Write the records out again, keeping each line exactly as it is.

--

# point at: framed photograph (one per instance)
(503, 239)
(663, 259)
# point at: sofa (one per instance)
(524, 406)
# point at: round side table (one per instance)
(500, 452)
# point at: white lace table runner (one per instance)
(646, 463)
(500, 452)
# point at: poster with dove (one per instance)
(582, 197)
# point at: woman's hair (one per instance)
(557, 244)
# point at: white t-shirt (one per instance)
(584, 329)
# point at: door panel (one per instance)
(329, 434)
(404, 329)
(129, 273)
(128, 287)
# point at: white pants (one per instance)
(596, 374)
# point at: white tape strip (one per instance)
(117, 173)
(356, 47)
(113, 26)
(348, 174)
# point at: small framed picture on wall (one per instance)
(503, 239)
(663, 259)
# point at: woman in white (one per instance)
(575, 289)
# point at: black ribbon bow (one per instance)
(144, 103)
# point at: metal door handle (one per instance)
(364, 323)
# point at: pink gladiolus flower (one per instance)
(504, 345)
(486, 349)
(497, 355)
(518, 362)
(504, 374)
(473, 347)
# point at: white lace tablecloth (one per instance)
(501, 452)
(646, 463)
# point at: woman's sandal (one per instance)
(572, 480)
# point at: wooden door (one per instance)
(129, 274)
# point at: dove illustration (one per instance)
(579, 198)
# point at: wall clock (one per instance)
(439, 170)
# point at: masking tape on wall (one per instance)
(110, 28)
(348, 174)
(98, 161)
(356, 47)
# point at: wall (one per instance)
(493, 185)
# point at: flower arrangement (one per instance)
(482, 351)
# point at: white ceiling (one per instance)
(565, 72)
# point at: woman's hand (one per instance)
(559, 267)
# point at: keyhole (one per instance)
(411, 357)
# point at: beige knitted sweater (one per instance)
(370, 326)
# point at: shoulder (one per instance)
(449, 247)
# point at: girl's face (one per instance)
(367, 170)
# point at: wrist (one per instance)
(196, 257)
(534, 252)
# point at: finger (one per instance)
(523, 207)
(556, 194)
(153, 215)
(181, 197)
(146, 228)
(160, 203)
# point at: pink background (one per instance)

--

# OUTPUT BELOW:
# point at: framed photograph (one per instance)
(503, 239)
(663, 259)
# point at: sofa (one per instance)
(524, 406)
# point at: round side table (one per instance)
(500, 452)
# point at: white lace table runner (one per instance)
(646, 463)
(500, 452)
# point at: poster with dove (one per instance)
(582, 197)
# point at: woman's hair (one per instance)
(557, 244)
# point at: white t-shirt (one per instance)
(584, 329)
# point at: door panel (one per instance)
(329, 434)
(404, 329)
(129, 273)
(128, 287)
# point at: white pants (one per instance)
(596, 374)
# point at: white tape strip (one per instance)
(117, 173)
(356, 47)
(113, 26)
(348, 174)
# point at: small framed picture on wall (one per instance)
(503, 239)
(663, 259)
# point at: woman in white (one per instance)
(575, 289)
# point at: black ribbon bow (one per instance)
(144, 103)
# point at: metal door handle (one per instance)
(364, 323)
# point at: pink gladiolus flower (one per instance)
(504, 345)
(486, 349)
(497, 355)
(518, 362)
(504, 374)
(473, 347)
# point at: white lace tablecloth (one per instance)
(501, 452)
(646, 463)
# point at: woman's sandal (one per instance)
(572, 480)
# point at: wooden door (one per instance)
(129, 274)
# point at: dove illustration (one per instance)
(579, 198)
# point at: wall clock (one per instance)
(439, 170)
# point at: masking tape on wall (one per instance)
(110, 28)
(348, 174)
(98, 161)
(356, 47)
# point at: wall (one per instance)
(493, 185)
# point at: flower arrangement (one per instance)
(482, 351)
# point at: white ceiling (one per instance)
(565, 72)
# point at: woman's hand (one per instance)
(559, 267)
# point at: keyhole (one per instance)
(411, 357)
# point at: beige knitted sweater (one per instance)
(370, 326)
# point at: shoulder (one per instance)
(449, 247)
# point at: girl's face (one per instance)
(367, 170)
# point at: wrist (one per instance)
(196, 257)
(534, 252)
# point at: finger (one per instance)
(523, 207)
(556, 194)
(153, 215)
(181, 197)
(146, 228)
(160, 203)
# point at: pink background (one per instance)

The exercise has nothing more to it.